__WHAT YOU SHOULD DO__
Nothing in the entries may differ when you return them.

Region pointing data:
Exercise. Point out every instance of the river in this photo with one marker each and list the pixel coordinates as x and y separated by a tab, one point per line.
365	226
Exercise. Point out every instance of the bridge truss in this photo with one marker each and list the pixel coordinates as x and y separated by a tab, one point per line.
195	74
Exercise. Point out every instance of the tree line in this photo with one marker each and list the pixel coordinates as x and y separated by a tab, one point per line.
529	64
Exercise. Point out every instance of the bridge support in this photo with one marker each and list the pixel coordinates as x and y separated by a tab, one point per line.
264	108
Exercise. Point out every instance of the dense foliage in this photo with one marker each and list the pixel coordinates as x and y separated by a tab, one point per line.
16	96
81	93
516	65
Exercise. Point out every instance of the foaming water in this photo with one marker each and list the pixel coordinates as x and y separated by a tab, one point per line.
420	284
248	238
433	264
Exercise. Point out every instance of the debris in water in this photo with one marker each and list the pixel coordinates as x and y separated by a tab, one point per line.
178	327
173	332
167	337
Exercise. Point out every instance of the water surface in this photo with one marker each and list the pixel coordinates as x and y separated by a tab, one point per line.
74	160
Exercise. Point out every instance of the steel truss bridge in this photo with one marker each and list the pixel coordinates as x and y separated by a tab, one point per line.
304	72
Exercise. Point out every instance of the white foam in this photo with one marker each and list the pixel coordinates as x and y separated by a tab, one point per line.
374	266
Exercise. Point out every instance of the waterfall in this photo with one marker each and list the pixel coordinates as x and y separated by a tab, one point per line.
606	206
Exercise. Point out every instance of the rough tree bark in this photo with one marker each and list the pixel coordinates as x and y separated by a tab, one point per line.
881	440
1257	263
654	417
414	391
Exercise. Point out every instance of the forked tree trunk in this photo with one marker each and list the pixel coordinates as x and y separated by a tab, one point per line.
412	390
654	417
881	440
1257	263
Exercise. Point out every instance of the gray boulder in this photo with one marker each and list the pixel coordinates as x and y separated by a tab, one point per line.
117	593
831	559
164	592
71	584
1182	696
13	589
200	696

__RESULT OF THIS EXERCISE__
Exercise. Point out every instance of the river in this photo with one marker each and list the pixel coordinates as x and y separated by a tab, one point per line.
365	226
Exercise. Point out every instance of the bridge truss in this photo with one marker each and list the pixel coordinates as x and y separated by a tab, one point per line.
195	74
Exercise. Point out every instance of the tree line in this photo with one marker each and list the pixel coordinates as x and y separated by a tab, one point per line.
529	64
Exercise. Point out every instance of the bridge support in this photo with one marker each and list the pixel coordinates as x and y separated by a tab, one point per line.
264	108
Exercise. Point out every instance of the dense foliage in this photo with one marker each and list the pixel coordinates as x and y separated by a tab, one point per line.
16	96
81	93
516	65
Exercise. Point out every instance of the foaming water in this photo with one marker each and list the pixel coordinates as x and y separated by a tab, one point per line.
420	284
248	238
433	264
Exercise. Point out every instance of the debris in water in this photo with one marker each and list the pixel coordinates as x and y separated by a tab, one point per line.
178	327
173	332
167	337
Exercise. Point out every instance of the water surface in this photo with one marker each and list the pixel coordinates as x and y separated by a tab, one point per line.
74	160
Exercise. Point out every instance of the steel truss bridge in this photo with one marker each and list the pixel coordinates as x and y separated by a tab, one point per line.
304	72
Exercise. Point out every instance of the white foam in this photo with one marker each and list the pixel coordinates as x and y separated by a tab, one point per line.
374	266
Exercise. Point out every instance of the waterfall in this photo with one marker each and list the pixel coordinates as x and y separated by a tab, one point per line.
606	206
Exercise. Point out every instance of the rough tree bark in this photo with one marker each and list the pixel coordinates as x and y separated by a tab, one point per line.
881	440
1257	263
654	417
414	391
Exercise. Point out every instance of the forked tree trunk in this photo with one marker each and list the pixel coordinates as x and y separated by a tab, one point per line.
412	390
654	417
881	440
1257	263
Exercise. Point out every instance of the gray boulder in this photo with one marker each and list the pixel coordinates as x and y separated by a tab, one point per line.
117	593
831	559
164	592
71	584
1182	696
13	589
200	696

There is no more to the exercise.